INSTRUCTIONS TO FOLLOW.
Use the entries below to count the lines that hold the word "forest"; answer with the number only.
-- -- --
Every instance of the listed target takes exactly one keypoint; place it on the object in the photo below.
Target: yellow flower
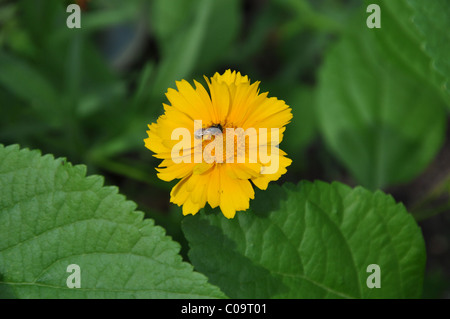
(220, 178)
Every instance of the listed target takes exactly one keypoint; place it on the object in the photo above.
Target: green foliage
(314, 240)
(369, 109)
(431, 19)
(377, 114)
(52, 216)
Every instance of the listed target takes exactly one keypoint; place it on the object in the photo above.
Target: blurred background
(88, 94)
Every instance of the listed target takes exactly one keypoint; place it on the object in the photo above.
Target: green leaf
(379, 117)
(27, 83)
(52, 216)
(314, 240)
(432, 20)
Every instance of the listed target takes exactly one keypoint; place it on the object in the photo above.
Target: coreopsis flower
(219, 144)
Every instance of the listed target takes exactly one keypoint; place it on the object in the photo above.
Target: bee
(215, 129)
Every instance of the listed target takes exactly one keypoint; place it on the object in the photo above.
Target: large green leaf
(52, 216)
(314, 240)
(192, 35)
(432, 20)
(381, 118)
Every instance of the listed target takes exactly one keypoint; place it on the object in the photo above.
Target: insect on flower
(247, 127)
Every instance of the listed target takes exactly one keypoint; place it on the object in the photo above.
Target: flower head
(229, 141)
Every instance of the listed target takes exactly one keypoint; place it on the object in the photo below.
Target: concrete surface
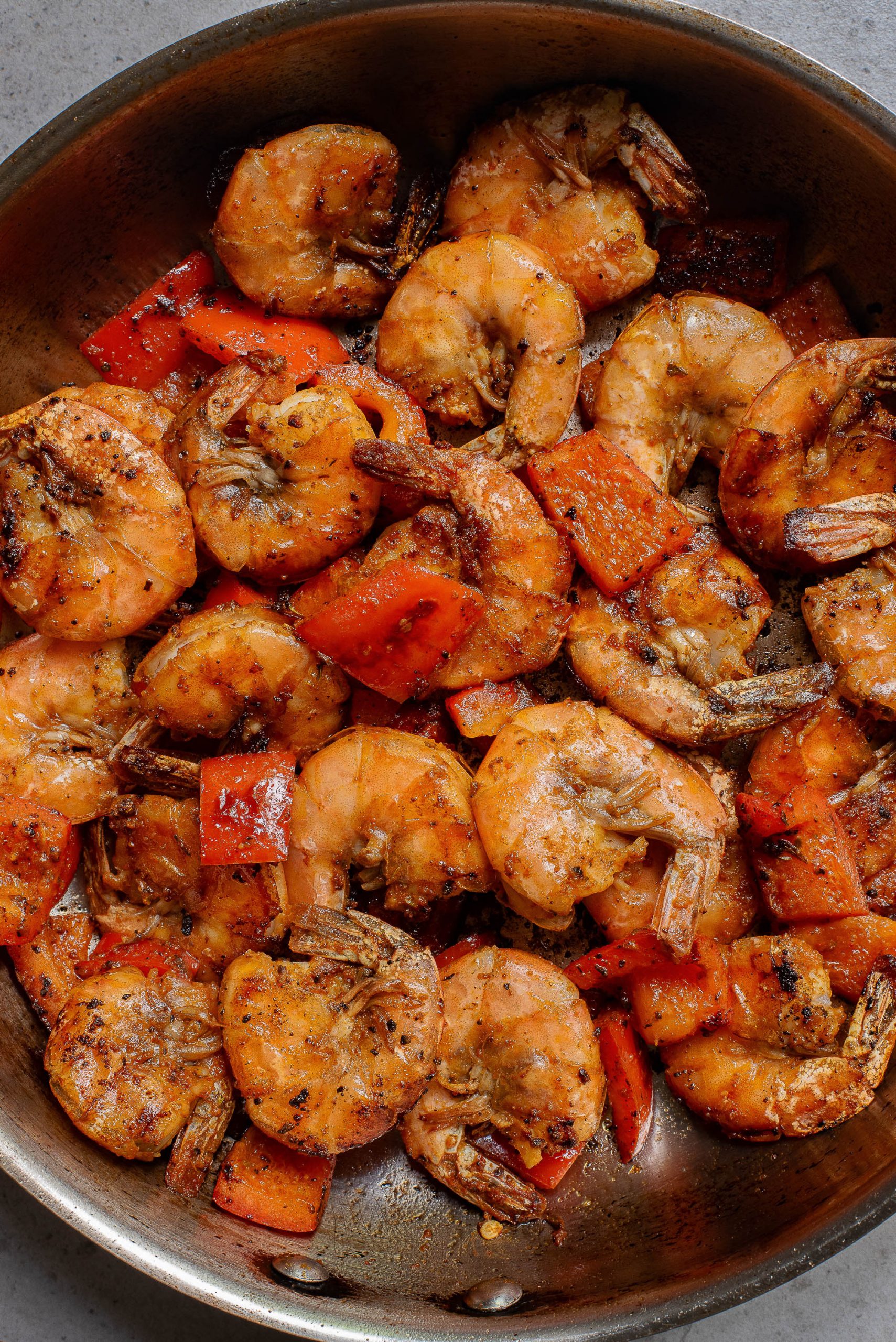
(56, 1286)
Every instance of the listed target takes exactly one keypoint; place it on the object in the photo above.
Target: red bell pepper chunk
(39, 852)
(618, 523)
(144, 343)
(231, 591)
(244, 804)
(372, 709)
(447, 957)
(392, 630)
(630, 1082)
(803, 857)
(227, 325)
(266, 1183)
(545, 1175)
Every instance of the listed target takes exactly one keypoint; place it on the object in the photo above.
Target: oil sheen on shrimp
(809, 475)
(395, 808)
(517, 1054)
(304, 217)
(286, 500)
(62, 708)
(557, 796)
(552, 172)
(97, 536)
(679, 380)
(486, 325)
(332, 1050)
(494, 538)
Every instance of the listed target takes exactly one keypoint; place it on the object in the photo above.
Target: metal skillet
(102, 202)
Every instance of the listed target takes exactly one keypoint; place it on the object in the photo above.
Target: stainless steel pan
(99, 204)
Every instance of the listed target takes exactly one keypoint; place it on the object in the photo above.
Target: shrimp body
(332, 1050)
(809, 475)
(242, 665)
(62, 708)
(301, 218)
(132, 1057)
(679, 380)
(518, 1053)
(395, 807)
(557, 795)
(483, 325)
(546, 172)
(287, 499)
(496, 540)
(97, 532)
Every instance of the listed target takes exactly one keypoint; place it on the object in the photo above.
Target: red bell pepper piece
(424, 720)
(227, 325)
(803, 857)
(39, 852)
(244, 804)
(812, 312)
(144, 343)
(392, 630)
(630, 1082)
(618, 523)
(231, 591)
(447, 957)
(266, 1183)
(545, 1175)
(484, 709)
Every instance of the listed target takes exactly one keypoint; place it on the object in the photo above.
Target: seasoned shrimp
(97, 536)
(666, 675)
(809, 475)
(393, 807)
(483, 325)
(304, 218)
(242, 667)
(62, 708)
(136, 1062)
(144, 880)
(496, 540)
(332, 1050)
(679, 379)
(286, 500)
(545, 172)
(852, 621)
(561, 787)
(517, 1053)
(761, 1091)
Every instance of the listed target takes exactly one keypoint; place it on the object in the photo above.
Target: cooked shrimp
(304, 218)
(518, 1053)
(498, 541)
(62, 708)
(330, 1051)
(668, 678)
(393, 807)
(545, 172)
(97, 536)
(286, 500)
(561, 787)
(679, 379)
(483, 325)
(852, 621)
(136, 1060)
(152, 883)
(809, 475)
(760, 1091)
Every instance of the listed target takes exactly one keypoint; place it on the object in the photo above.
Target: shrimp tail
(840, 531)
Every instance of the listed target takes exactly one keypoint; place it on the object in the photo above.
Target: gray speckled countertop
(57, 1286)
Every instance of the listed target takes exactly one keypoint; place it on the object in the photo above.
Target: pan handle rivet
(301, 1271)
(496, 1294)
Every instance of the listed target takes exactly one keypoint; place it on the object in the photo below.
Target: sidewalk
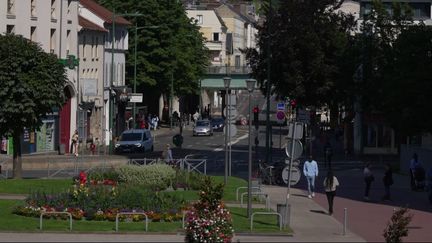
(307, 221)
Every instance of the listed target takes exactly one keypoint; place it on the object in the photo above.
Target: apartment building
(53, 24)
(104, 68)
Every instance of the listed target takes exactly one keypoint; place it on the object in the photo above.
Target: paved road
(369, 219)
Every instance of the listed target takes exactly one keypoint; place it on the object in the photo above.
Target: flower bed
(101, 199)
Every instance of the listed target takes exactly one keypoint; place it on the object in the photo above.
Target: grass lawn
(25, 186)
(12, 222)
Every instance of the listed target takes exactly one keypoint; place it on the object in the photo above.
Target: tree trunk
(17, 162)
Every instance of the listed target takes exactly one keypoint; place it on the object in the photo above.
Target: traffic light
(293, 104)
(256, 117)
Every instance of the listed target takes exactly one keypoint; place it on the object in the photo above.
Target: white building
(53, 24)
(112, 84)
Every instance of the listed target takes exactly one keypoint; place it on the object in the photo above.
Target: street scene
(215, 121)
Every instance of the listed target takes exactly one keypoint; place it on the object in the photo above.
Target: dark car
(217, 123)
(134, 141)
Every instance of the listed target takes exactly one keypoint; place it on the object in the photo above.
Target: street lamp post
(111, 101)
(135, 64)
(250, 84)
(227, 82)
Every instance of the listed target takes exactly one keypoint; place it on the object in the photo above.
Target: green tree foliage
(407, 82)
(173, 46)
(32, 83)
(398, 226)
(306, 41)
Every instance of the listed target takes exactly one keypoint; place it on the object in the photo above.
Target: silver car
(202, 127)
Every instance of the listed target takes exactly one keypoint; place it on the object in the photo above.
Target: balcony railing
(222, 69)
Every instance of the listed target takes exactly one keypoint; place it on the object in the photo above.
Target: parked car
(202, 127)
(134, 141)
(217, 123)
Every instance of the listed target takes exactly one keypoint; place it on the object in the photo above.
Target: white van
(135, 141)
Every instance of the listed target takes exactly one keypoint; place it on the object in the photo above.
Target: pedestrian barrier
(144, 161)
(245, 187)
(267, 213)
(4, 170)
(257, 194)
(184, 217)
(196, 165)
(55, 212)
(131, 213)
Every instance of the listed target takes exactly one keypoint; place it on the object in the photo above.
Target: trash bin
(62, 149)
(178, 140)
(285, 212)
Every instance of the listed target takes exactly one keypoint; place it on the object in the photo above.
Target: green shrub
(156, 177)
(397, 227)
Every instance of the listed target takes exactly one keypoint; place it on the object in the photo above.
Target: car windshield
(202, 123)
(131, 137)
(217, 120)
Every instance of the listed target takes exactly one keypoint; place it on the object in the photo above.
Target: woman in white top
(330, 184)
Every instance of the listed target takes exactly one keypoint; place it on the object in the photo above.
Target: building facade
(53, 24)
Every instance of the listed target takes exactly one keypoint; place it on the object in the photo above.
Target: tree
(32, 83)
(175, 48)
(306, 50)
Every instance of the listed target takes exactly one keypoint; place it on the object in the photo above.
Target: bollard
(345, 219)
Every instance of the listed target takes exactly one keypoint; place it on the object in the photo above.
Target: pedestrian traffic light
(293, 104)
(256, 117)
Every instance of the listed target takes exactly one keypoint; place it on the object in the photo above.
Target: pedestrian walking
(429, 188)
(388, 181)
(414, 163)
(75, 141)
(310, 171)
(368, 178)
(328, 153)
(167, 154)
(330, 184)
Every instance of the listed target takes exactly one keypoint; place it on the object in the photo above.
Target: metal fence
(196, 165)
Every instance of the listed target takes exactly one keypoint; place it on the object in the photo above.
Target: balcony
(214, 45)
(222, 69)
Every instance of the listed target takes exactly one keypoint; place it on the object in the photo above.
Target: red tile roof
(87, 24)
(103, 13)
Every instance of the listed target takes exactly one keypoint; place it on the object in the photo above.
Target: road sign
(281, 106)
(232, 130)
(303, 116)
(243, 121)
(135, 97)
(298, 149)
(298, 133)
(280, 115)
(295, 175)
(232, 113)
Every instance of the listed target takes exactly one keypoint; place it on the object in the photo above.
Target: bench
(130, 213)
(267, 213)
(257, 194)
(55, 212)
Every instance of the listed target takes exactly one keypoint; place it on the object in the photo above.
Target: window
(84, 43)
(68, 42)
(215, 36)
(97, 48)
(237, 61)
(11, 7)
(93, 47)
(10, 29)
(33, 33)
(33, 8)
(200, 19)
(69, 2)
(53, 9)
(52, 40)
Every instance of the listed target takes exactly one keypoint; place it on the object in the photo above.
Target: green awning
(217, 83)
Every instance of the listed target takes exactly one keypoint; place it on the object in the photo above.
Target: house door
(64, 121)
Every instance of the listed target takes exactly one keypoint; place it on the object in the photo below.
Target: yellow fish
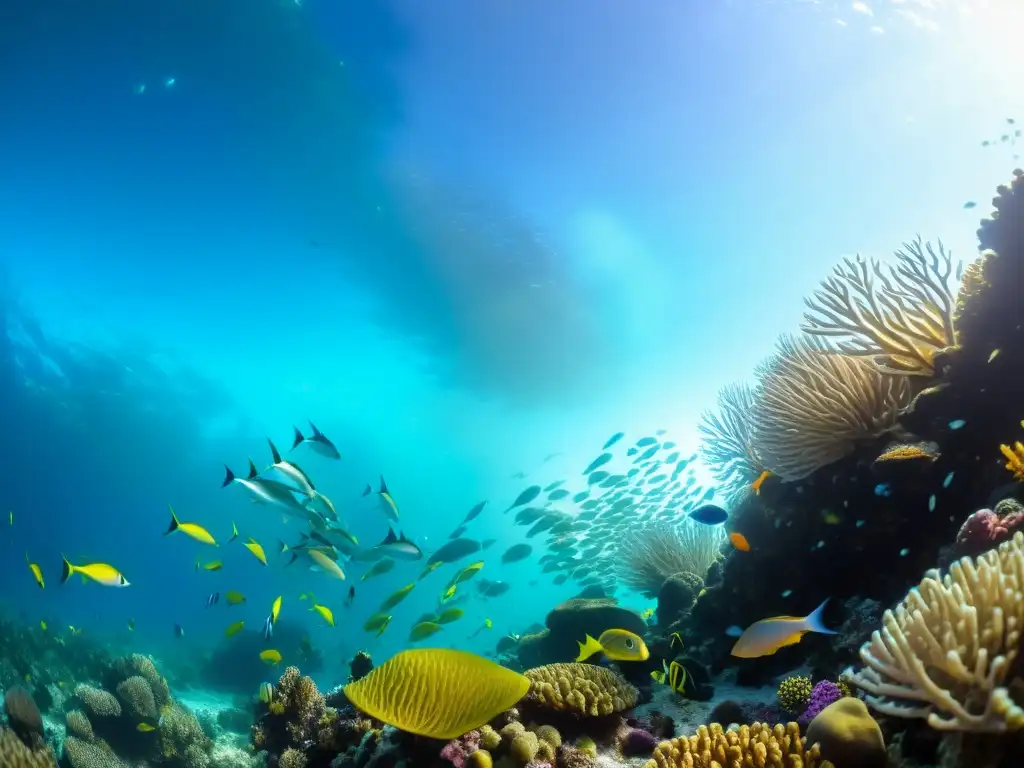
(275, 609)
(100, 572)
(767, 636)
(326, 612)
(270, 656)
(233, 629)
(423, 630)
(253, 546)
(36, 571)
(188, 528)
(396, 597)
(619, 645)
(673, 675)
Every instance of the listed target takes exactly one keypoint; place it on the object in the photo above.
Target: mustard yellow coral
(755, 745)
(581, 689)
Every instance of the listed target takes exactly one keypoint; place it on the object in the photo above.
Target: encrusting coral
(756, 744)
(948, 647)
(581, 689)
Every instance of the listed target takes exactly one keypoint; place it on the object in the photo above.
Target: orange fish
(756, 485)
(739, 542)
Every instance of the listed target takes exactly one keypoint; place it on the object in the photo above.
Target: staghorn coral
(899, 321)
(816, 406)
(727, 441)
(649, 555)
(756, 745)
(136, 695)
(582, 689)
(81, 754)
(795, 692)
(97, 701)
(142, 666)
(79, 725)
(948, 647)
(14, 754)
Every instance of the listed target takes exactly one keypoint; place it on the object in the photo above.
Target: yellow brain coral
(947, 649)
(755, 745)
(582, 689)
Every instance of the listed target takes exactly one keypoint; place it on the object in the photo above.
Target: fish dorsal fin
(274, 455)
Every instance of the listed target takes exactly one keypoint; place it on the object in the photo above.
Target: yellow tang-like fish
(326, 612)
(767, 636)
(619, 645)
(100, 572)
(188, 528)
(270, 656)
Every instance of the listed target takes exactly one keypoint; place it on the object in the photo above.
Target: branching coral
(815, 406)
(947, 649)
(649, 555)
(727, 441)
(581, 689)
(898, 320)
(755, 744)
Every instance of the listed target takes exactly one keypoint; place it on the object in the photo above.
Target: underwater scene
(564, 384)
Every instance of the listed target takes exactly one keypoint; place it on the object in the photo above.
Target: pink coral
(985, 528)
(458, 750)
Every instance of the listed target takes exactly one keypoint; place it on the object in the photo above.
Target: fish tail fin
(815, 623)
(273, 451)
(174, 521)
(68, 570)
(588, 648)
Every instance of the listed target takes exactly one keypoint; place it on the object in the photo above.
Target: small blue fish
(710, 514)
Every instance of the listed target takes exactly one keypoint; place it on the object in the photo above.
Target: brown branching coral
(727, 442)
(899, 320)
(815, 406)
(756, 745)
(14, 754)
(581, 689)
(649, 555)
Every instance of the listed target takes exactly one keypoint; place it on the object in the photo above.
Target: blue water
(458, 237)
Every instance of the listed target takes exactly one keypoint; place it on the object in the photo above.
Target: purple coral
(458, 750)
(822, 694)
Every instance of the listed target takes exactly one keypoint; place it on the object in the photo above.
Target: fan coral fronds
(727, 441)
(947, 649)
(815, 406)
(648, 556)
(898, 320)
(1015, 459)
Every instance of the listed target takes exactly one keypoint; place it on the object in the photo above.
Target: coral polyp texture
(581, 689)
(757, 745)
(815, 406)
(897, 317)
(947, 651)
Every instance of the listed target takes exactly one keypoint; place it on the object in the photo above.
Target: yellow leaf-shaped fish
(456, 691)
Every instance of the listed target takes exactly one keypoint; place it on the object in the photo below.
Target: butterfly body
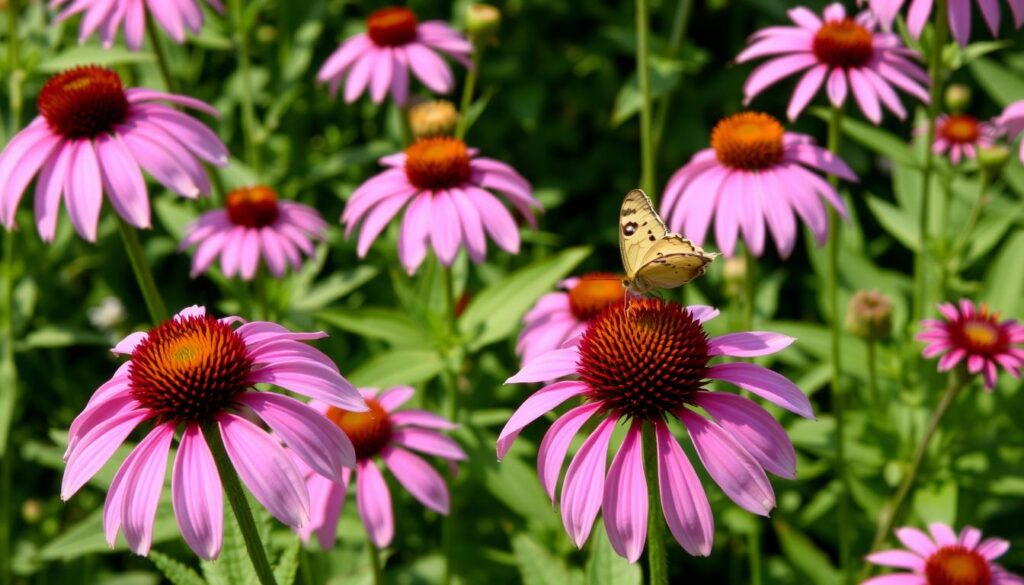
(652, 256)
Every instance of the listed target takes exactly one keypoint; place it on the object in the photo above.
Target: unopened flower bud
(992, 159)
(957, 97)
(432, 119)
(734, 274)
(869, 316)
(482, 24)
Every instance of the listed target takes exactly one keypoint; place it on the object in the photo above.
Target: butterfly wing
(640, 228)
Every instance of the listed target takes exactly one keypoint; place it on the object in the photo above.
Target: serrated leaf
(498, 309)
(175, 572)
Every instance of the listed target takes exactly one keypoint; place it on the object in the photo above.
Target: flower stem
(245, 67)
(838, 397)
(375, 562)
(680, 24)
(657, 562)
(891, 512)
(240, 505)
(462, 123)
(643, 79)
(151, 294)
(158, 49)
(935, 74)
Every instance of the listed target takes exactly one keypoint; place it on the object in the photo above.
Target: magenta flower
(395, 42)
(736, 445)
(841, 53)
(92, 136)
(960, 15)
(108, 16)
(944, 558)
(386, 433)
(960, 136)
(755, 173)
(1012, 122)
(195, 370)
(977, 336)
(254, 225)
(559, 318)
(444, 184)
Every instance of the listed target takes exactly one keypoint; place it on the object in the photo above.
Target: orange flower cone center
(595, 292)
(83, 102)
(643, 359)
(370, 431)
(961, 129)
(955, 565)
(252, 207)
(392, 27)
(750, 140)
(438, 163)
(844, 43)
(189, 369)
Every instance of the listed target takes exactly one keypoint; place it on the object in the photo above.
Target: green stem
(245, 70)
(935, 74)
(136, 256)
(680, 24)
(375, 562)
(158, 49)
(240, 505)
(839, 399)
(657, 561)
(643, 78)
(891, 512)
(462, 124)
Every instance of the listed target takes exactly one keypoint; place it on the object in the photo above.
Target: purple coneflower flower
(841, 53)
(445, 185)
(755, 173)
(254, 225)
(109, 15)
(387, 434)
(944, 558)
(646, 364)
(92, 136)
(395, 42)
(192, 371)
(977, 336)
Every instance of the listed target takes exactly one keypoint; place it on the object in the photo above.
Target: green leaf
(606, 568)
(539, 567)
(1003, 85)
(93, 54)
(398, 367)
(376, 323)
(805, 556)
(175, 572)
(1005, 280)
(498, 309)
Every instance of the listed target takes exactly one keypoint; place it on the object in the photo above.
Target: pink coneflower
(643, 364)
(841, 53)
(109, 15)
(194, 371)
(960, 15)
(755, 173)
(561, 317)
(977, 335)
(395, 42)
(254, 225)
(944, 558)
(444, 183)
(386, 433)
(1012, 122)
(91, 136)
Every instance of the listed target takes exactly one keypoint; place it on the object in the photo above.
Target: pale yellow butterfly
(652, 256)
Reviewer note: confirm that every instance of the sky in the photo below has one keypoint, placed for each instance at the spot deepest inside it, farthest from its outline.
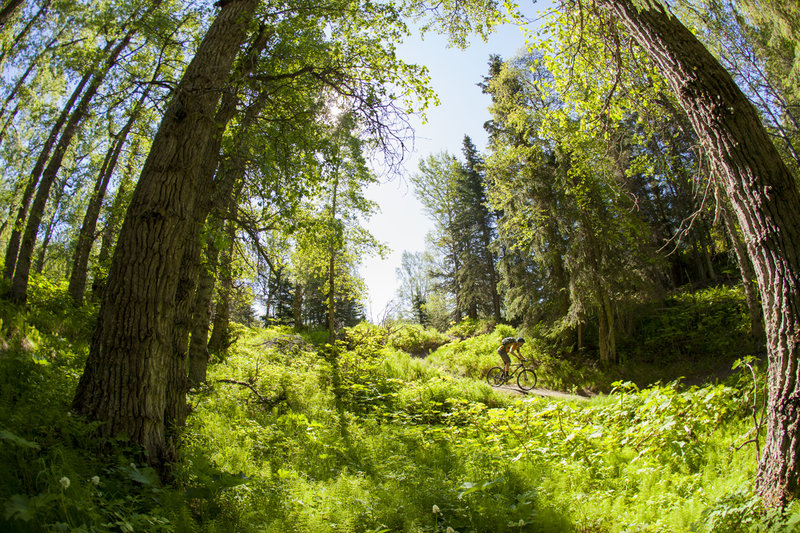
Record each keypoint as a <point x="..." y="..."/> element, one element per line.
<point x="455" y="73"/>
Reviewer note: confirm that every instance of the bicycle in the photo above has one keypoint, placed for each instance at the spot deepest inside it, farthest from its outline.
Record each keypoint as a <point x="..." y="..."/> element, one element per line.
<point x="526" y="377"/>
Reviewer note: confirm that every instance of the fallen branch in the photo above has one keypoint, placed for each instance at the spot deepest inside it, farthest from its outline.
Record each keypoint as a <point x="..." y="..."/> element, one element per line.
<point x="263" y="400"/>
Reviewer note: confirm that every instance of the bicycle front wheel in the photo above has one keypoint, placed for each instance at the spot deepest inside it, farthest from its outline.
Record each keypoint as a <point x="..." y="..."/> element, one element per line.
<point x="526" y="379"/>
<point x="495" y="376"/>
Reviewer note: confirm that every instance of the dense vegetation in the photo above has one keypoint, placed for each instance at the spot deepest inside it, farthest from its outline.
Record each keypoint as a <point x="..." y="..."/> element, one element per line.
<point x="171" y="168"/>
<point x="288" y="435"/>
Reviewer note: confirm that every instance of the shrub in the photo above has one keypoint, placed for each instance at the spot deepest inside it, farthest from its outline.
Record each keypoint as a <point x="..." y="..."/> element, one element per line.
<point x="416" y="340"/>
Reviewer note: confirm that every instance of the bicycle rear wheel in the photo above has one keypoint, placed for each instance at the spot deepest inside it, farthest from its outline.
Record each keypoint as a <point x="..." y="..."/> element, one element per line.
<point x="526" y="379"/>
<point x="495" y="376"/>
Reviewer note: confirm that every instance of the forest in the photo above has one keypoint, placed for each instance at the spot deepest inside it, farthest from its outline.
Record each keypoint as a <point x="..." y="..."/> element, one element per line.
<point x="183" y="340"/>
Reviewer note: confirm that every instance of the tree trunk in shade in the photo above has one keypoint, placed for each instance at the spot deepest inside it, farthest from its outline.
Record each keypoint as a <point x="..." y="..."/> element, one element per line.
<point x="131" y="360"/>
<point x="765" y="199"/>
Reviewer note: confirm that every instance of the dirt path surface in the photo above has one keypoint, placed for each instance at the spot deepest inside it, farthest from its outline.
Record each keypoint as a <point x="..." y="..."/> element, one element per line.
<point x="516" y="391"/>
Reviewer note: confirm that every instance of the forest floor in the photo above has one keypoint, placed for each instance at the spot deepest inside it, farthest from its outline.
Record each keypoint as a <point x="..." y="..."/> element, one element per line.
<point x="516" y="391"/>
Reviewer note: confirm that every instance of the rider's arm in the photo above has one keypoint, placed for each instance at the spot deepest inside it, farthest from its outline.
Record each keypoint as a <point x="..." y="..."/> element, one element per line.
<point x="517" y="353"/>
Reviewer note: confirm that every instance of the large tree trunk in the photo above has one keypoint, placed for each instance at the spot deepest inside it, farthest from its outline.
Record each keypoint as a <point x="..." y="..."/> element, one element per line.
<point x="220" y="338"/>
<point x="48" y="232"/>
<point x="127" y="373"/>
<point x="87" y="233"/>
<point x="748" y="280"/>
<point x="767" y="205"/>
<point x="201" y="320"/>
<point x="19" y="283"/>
-- -- --
TASK ANSWER.
2